After a quick trip to Las Vegas in October, I was off to Houston for my first Grace Hopper Celebration of Women in Computing! I sometimes struggle some with women in computing events, and as a preamble to this post I wrote about it here. But I was excited to finally attend a Grace Hopper conference and honored to have my talk about the Continuous Integration system we use in the OpenStack project accepted in the open source track.
Since I’m an ops person and not a programmer, the agenda I was looking at leaned very much toward the keynotes, plenaries and open source, with a few talks just for fun thrown in. Internet of Things! Astronauts!
Wednesday kicked off with a series of keynotes. The introduction by Telle Whitney, CEO and President of the Anita Borg Institute for Women and Technology (ABI) included statistics about attendees, of which there were 12,000 from over 60 countries and over 1,000 organizations. She then introduced the president of the ACM, Alexander L. Wolf, who talked about Association for Computing Machinery (ACM) and encouraged attendees to join professional organizations like the ACM in order to bring voice to our profession. I’ve been a member since 2007.
The big keynote for the morning was by Hilary Mason, a data scientist and Founder at Fast Forward Labs. She dove into the pace of computer technology, progress of Artificial Intelligence and how data is driving an increasing amount of innovation. She explained that various mechanisms that make data available and the drop in computing prices has helped drive this, explaining that what makes a machine intelligence technology interesting tends to follow four steps:
- A theoretical breakthrough
- A change in economics
- A capability to build a commodity
- New data is available
Slides from her talk are on slideshare.
From the keynotes I went to the first series of open source presentations which began with a talk by Jen Wike Huger on contributing to opensource.com. As a contributor already, it was fun to hear her talk and I was particularly delighted to see her highlight three of my favorite stories as examples of how telling your open source story can make a difference:
The next presentation was by Robin J. Goldstone, a Solutions Architect at Lawrence Livermore National Laboratory (LLNL) where they work on supercomputers! Her talk centered around the extreme growth of open source in the High Performance Computing (HPC) space by giving a bit of a history of supercomputing at LLNL and beyond, and how the introduction of open source into their ecosystem has changed things. She talked about their work on the CHAOS Linux clustering operating system that they’ve developed which allows them to make changes without consulting a vendor, many of whom aren’t authorized to access the data stored on the clusters anyway. It was fascinating to hear her speak to how it’s been working in production and she expressed excitement about the ability to share their work with other organizations.

== == ==

Exercise task 1:
Reproduce the stretch of the Grace Hopper post from "After a quick" through "open source track.".
Exercise task 2:
According to the Grace Hopper post, what clustering operating system did Lawrence Livermore National Laboratory develop?
Exercise task 3:
In the Grace Hopper post, which steps does Hilary Mason say a machine intelligence technology tends to follow to become interesting?
The items that come after the Grace Hopper post can be left aside.

== == ==

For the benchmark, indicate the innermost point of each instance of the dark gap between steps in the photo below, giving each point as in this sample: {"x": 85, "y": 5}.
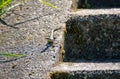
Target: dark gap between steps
{"x": 93, "y": 38}
{"x": 101, "y": 74}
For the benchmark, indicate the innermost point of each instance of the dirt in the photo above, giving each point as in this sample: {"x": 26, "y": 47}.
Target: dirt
{"x": 34, "y": 22}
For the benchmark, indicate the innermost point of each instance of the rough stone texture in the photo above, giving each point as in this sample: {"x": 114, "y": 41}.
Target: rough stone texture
{"x": 86, "y": 75}
{"x": 35, "y": 22}
{"x": 93, "y": 38}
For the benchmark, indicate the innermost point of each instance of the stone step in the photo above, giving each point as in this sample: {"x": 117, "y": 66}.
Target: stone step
{"x": 95, "y": 3}
{"x": 92, "y": 37}
{"x": 86, "y": 71}
{"x": 84, "y": 12}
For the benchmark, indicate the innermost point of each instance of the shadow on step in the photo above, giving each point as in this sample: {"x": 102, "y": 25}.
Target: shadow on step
{"x": 92, "y": 39}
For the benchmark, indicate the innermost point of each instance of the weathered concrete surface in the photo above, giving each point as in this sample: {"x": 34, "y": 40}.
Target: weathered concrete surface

== == ==

Task result 1:
After a quick trip to Las Vegas in October, I was off to Houston for my first Grace Hopper Celebration of Women in Computing! I sometimes struggle some with women in computing events, and as a preamble to this post I wrote about it here. But I was excited to finally attend a Grace Hopper conference and honored to have my talk about the Continuous Integration system we use in the OpenStack project accepted in the open source track.

Task result 2:
The CHAOS Linux clustering operating system.

Task result 3:
- A theoretical breakthrough
- A change in economics
- A capability to build a commodity
- New data is available